╭─ Prezentowany fragment
Moje sprawozdanie z turnieju.
PRETORIAN STALKER 45:22 - WIN +23Pierwszy mecz. Pret grał Legionem na MH, Mishima jak wiadomo jest sroga na Legion, więc przypasowało dobrze. Ciągła walka o każdą kartę, kilka kryształów zużytych z mojej strony (najpierw na Pound zanim został użyty + Drugą Szansę) i w końcu wygrana po bardzo długiej i emocjonującej grze (chyba z 2.5h, na pewno najdłuższa gra na turnieju). Wykształtowanie Poundu dało mi dużo.
TROUBLER 22:42 – LOSS -20Troublerowi podeszło rozdanie-marzenie, w pierwszej turze już miał 7PZ z misji (Chwała Cesarzowi i Solidarity) i Dziecka. Dodatkowo zgarniał PZ-ty za moich wojowników Mishimy. Ja akurat miałem b.słabe rozdanie. Wykryształowałem jedną misję, próbowałem coś popsuć Troublerowi Anihilacją ale to było tylko przedłużanie agonii. Wykrycie Agentów x3 i Desperackie Środki nie wystarczyły. Uratował go też dwukrotnie Atylla III, który mi dziobał strzelecko Toshira. Zasłużona wygrana Troublera.
╰─
Polecenie 1
Jakie wyniki liczbowe podano w nagłówkach obu meczów opisanych w sprawozdaniu z turnieju?
Sprawozdanie i wykaz nie mają ze sobą żadnego związku.
╭─ Przedstawione dane
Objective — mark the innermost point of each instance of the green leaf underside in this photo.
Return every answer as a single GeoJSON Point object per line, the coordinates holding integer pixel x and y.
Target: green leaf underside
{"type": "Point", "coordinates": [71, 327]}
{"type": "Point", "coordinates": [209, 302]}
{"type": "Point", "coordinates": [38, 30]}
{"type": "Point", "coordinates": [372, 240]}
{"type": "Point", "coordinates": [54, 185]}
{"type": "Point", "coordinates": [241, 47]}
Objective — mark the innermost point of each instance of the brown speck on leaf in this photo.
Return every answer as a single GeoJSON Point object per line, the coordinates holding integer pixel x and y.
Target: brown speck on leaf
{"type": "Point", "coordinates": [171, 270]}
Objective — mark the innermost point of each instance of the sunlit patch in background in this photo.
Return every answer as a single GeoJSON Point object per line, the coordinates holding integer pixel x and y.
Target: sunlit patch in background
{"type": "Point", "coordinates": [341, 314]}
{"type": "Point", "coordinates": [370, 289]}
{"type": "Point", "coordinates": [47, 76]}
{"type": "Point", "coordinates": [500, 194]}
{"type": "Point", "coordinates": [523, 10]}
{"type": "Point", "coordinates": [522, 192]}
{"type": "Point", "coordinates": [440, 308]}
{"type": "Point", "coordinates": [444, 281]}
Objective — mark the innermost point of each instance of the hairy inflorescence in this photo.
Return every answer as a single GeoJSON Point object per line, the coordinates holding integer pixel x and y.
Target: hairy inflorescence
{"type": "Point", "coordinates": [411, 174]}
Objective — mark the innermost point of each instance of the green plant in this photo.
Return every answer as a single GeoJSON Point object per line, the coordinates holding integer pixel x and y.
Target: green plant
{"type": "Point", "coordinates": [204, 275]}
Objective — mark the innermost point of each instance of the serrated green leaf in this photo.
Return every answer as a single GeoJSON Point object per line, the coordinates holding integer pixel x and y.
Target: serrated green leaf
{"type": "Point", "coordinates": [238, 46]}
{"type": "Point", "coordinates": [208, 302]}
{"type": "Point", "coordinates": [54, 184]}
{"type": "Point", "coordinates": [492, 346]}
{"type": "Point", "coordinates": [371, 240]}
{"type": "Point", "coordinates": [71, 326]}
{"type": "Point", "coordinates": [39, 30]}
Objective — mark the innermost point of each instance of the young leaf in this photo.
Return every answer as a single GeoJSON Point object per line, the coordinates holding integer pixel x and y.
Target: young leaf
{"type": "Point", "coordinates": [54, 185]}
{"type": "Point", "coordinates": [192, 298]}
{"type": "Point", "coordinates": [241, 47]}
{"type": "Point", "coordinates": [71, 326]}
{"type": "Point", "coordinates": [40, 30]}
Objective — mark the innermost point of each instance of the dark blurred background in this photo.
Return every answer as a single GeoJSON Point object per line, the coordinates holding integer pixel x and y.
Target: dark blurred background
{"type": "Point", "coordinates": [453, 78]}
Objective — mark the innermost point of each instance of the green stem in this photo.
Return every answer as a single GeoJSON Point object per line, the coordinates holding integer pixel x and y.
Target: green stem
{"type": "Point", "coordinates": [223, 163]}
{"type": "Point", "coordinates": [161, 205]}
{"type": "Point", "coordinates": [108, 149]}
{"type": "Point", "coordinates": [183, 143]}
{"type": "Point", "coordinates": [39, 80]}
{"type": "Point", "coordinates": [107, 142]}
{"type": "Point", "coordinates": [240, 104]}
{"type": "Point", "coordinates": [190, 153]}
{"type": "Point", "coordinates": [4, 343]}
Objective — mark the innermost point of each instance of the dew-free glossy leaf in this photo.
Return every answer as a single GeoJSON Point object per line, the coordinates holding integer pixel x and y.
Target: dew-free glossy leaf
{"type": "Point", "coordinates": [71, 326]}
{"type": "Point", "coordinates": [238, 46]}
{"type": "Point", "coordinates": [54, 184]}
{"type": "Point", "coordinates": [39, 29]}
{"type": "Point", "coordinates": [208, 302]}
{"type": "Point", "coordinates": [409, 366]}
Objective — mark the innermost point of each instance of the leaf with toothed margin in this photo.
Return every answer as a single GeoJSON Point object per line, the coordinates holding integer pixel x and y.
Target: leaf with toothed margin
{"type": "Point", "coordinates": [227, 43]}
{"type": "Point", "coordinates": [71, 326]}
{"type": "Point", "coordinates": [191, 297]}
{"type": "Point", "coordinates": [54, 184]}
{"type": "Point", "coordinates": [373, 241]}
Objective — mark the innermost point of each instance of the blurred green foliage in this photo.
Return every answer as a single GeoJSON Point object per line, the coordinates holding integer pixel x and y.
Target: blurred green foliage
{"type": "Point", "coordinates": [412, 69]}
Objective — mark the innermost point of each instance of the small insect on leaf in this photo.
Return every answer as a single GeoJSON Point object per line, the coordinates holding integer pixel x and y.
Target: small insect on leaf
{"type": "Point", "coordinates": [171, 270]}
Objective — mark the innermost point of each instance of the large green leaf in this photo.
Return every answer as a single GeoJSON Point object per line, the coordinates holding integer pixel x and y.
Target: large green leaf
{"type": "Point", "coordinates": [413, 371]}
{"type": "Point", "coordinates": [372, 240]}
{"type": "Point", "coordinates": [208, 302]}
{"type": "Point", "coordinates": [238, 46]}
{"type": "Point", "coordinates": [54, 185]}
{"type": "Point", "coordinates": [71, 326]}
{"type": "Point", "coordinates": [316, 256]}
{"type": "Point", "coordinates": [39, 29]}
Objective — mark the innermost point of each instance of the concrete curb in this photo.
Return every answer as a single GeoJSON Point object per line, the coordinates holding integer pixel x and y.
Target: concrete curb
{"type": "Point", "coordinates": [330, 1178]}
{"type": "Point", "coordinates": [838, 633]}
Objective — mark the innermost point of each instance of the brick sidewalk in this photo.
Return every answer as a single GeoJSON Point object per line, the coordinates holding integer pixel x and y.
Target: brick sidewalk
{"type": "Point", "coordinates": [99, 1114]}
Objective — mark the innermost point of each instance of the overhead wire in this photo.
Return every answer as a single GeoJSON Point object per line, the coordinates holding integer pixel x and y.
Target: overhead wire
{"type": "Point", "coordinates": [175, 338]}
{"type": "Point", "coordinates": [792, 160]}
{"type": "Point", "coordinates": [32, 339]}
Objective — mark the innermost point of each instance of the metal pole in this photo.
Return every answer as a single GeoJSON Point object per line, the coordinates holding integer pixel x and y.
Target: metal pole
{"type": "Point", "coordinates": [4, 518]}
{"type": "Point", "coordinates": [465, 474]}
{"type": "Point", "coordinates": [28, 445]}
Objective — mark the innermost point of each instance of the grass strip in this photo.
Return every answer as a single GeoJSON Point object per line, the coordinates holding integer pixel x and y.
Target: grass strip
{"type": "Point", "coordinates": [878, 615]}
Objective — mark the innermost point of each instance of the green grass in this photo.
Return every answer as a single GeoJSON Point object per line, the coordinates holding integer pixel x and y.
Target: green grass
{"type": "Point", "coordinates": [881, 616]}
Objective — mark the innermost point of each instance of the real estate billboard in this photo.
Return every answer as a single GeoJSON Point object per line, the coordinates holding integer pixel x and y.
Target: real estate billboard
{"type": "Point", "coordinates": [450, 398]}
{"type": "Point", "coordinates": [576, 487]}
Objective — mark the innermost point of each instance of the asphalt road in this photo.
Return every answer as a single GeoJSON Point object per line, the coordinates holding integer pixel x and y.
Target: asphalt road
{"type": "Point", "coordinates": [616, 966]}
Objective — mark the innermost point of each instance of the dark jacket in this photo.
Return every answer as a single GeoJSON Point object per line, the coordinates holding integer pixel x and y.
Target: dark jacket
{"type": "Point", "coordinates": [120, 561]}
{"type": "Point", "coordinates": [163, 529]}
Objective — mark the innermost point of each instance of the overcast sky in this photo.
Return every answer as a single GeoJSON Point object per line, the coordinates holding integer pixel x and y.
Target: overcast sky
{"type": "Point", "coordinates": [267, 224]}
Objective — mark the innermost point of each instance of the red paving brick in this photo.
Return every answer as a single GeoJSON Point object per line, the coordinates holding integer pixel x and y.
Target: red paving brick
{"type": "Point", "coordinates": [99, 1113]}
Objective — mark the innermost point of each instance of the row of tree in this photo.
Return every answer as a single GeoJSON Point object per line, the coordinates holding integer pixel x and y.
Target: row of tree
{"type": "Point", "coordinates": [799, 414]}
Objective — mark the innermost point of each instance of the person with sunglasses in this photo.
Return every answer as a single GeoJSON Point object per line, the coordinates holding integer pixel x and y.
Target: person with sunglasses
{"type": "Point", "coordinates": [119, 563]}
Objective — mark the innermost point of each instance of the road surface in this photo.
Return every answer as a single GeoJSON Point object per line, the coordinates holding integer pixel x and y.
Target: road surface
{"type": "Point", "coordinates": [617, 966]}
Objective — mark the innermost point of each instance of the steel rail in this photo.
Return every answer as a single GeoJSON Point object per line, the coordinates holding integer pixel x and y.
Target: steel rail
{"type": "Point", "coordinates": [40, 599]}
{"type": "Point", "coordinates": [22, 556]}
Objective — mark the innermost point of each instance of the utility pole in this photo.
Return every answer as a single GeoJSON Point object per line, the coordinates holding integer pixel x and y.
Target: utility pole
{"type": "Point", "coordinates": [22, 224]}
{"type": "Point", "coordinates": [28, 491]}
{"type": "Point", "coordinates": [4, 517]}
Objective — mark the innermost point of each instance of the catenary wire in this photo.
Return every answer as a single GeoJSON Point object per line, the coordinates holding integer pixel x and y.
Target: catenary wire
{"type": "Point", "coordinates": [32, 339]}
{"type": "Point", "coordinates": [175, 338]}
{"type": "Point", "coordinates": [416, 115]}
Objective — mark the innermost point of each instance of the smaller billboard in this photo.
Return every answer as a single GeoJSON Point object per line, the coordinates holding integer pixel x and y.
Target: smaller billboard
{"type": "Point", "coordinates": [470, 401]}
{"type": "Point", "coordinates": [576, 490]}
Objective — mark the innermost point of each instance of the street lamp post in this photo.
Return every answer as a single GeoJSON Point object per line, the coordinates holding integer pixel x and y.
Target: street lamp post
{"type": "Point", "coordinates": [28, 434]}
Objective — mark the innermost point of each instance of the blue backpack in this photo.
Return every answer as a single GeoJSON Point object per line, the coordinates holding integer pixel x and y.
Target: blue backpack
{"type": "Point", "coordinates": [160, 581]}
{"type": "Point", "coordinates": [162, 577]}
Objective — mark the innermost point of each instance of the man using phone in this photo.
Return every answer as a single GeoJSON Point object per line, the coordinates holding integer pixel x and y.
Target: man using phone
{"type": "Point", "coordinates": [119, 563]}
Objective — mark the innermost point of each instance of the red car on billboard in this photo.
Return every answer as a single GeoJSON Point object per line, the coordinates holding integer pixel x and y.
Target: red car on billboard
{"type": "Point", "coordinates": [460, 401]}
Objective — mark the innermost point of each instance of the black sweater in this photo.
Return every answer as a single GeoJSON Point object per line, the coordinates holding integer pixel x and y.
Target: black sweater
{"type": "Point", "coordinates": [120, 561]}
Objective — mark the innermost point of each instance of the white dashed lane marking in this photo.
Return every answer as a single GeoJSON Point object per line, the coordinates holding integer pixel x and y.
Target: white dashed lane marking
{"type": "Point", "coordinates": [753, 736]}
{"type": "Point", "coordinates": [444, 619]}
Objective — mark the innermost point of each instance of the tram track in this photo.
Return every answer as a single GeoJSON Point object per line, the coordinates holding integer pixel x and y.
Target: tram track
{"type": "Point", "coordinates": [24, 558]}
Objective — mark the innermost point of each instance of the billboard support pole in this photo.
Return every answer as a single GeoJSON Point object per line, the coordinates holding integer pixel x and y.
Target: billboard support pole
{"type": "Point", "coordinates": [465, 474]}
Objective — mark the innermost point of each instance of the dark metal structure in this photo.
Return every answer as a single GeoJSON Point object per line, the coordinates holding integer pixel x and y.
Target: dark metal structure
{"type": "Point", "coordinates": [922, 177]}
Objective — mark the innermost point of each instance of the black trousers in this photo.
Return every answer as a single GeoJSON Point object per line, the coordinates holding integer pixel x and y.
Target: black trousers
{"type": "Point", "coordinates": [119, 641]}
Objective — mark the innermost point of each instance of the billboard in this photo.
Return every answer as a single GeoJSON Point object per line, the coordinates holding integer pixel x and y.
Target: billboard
╰─
Polecenie 2
Zbierz z wykazu powyżej każdy wiersz zawierający ciąg „dark”, z uwzględnieniem wielkości liter.

Wynik końcowy 1
45:22, +23, 22:42, -20

Wynik końcowy 2
Objective — mark the innermost point of each instance of the dark blurred background in this photo.
Target: dark blurred background
Objective — mark the innermost point of each instance of the dark jacket in this photo.
Target: dark jacket
Objective — mark the innermost point of each instance of the dark metal structure in this photo.
Target: dark metal structure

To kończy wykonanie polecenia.